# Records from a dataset
-*-

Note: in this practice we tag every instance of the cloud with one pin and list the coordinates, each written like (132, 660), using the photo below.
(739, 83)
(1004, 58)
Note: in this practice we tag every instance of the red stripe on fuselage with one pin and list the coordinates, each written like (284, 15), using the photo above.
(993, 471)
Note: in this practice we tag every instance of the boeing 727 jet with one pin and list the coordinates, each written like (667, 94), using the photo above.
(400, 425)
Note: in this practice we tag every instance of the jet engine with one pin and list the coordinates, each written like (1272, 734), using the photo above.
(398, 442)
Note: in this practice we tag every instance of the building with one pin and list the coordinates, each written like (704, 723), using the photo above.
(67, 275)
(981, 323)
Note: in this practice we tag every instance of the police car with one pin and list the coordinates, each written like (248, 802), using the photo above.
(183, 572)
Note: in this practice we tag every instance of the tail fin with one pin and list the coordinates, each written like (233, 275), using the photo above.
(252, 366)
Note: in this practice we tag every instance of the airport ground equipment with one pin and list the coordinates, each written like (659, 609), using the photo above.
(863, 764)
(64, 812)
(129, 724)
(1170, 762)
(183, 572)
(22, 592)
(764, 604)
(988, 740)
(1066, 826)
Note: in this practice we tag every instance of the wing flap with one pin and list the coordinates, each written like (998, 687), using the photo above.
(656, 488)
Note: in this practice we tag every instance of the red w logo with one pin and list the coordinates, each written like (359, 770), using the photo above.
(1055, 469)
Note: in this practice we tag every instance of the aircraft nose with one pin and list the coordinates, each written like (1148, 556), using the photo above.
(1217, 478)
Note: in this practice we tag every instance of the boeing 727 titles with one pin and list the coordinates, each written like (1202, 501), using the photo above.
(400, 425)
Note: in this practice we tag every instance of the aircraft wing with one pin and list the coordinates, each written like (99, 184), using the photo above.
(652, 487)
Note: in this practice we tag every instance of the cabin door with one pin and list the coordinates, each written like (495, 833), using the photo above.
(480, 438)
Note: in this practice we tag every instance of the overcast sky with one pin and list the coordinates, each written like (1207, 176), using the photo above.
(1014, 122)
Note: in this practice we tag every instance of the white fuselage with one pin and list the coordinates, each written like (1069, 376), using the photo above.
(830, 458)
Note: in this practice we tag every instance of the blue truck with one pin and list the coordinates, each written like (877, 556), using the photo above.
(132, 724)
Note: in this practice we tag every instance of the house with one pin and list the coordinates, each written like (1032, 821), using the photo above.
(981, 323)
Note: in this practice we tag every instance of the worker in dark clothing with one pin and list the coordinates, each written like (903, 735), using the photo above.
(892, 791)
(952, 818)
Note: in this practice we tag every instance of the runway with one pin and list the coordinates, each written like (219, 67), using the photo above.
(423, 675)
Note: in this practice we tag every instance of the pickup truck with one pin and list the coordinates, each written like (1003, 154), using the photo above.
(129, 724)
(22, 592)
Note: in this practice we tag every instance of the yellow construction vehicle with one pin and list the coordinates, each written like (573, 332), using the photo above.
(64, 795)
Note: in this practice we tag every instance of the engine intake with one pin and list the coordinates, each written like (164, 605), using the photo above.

-*-

# WHAT YOU HAVE TO DO
Set down all of the records above once more, word for word and in the same order.

# REPLY
Note: in this practice we tag every instance of the cloud with one pin and list the coordinates, each written like (132, 660), using the photo below.
(739, 83)
(1004, 58)
Note: in this practice we tag every instance of the red stripe on fuselage with one pin and list the coordinates, each written like (284, 15), using the photo above.
(993, 471)
Note: in this practice we tag every instance of the boeing 727 jet with one pin and list the coordinates, each written like (667, 94), using the photo above.
(400, 425)
Note: in this practice we tag every instance of the jet engine with one pin and list the coordinates, each written like (1272, 734), using the photo above.
(398, 442)
Note: in this practice we tag every instance of the building with one pin and list the coordinates, each written like (704, 723), using the photo above.
(67, 275)
(981, 323)
Note: in this practice we tag every instance of the police car with one pin and list the coordinates, each written like (248, 802), using the photo above.
(183, 572)
Note: in this practice we tag every instance of the tail fin with one pin and list the coordinates, each written like (233, 275), using the photo above.
(252, 366)
Note: in this practice we tag every instance of the airport ground equipment with one pin and list the coordinates, each written like (659, 609), using the photo above.
(863, 764)
(64, 812)
(129, 724)
(1170, 762)
(183, 572)
(22, 592)
(764, 604)
(988, 740)
(1066, 826)
Note: in this practice we tag every instance of the wing flap with one pin and list the coordinates, each written like (998, 687), using the photo above.
(656, 488)
Note: in this practice we tag every instance of the red w logo with one pin and list the coordinates, each written like (359, 770), using the photo above.
(1055, 469)
Note: in this practice we tag every instance of the aircraft nose with one pin and list the coordinates, each written like (1148, 556), using the photo above.
(1217, 478)
Note: in this practice we tag every instance of the boeing 727 titles with one pin and list the coordinates, each written like (1202, 501), using the photo above.
(400, 425)
Note: in this practice we tag every instance of the aircraft wing with one pin and list the coordinates, each written like (99, 184), using the photo above.
(652, 487)
Note: in this practice we tag every instance of the cabin door with one pin and list the coordinates, each written like (495, 833), using the photo above.
(480, 438)
Note: in this practice we tag every instance of the overcast sky with one pin and list the coordinates, each written like (1207, 176), using the photo above.
(1014, 122)
Note: in this practice we tag every instance of the white fuselage with one pin and list the coordinates, each written like (1069, 376), using the photo above.
(830, 458)
Note: in this practice we tag every instance of the blue truck with one pin and list the coordinates, each written like (877, 556), using the photo above.
(132, 724)
Note: in this practice we tag every instance of the house with one pin and list the coordinates, each written like (1032, 821), using the photo above.
(981, 323)
Note: in this practice we tag every instance of the worker in dark clothing with one pin and list the coordinates, each written like (903, 735), using the photo above.
(892, 791)
(952, 818)
Note: in this practice we tag every instance of the runway with one pin and list the coordinates, each written like (219, 67), using the photo above.
(423, 675)
Note: in this practice we tag every instance of the pickup truck with one pin and list the coordinates, each written like (1003, 154), using the photo above.
(129, 724)
(22, 592)
Note: in this practice we tag every instance of the yellow construction vehicle with one pin and list the coordinates, each written like (573, 332), using the photo above.
(64, 795)
Note: in this practice we tag every instance of the engine intake with one pin and list the coordinates, each written like (164, 605), using the photo above.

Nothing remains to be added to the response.